• EXERCISE AIM:
Change "multiple instances" to "several instances" in each of the entries below, and write the entries out again with everything else unchanged, leaving out the pictures.

↓↓↓

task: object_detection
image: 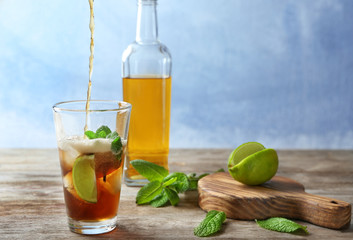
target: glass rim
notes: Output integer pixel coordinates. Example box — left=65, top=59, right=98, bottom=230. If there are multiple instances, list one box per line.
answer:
left=52, top=100, right=131, bottom=113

↑↑↑

• SOLVED EXERCISE:
task: object_detection
image: 
target: glass rim
notes: Output integer pixel coordinates. Example box — left=65, top=59, right=98, bottom=230. If there are several instances, list one box per line.
answer:
left=52, top=100, right=131, bottom=113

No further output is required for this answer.